§ **What to work on**
From the material below, keep only the lines that contain the string "framed", treating uppercase and lowercase letters as different.

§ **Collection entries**
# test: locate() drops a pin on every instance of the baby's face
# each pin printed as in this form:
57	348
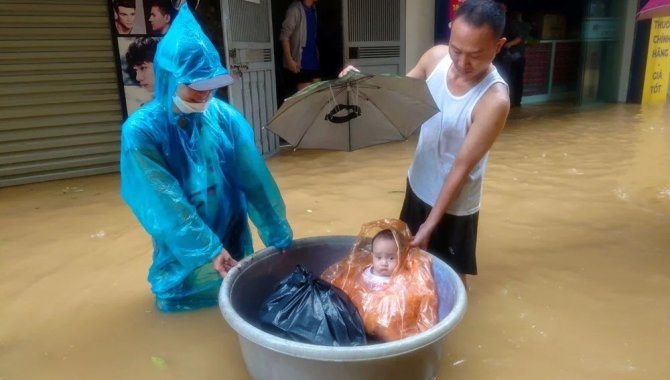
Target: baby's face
384	257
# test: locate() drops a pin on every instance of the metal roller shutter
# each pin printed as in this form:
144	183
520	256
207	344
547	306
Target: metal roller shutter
60	111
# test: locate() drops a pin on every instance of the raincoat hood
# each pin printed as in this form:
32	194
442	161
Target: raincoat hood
186	56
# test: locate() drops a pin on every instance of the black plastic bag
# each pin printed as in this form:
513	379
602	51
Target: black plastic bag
307	309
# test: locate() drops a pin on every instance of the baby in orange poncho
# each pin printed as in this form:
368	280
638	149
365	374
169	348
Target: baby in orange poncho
390	283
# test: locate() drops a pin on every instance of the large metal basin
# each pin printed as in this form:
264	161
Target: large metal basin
269	357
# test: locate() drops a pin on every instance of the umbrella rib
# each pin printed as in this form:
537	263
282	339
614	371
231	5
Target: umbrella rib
316	114
385	115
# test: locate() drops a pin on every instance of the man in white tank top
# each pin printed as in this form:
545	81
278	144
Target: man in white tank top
445	180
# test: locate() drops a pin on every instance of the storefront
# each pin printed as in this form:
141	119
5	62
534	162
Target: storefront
577	50
67	85
60	113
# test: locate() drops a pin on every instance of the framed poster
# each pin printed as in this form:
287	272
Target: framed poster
137	27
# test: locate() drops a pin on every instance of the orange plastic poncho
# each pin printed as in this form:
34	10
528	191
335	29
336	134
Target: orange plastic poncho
404	306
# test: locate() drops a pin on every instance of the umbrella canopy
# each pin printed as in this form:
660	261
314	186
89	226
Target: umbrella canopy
353	112
654	8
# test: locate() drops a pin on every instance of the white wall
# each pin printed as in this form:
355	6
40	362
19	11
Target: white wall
419	27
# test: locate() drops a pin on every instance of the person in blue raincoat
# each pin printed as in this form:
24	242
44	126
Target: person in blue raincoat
191	173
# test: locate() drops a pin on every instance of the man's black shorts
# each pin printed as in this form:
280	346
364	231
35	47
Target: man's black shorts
454	240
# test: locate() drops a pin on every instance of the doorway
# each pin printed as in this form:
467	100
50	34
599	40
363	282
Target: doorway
329	42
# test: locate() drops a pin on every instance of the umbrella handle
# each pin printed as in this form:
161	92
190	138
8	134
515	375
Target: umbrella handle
353	112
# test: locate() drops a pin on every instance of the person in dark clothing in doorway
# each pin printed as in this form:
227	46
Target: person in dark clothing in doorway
511	60
298	41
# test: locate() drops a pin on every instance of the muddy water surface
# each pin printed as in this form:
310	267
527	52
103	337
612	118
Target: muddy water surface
573	253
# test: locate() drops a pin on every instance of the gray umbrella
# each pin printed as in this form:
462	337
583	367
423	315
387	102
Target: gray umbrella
353	112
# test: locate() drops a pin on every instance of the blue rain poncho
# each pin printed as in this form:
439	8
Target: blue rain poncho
192	179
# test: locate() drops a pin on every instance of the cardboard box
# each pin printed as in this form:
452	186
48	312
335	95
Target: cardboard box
548	26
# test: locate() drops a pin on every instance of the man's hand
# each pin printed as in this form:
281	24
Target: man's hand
293	66
347	70
223	262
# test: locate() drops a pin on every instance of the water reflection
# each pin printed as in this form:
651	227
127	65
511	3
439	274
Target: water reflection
573	256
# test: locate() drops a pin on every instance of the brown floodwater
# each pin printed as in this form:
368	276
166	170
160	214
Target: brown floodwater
573	253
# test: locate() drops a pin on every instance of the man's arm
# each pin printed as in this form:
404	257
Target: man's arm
489	118
423	68
288	27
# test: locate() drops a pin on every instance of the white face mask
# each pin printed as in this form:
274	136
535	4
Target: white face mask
189	107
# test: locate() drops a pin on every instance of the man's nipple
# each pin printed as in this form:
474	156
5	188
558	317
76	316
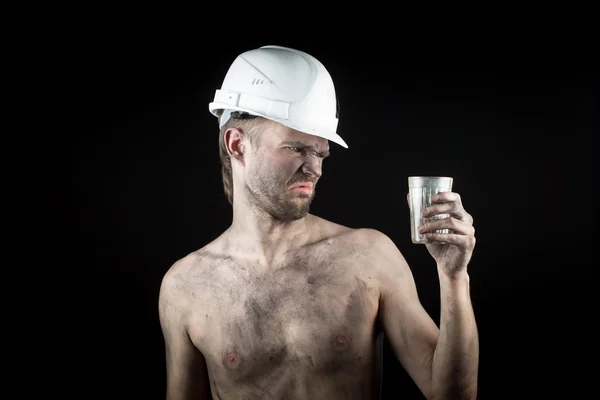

§ **Solution for this problem**
# test: locate() drops a pin on every instance of the framed poster
Target: framed poster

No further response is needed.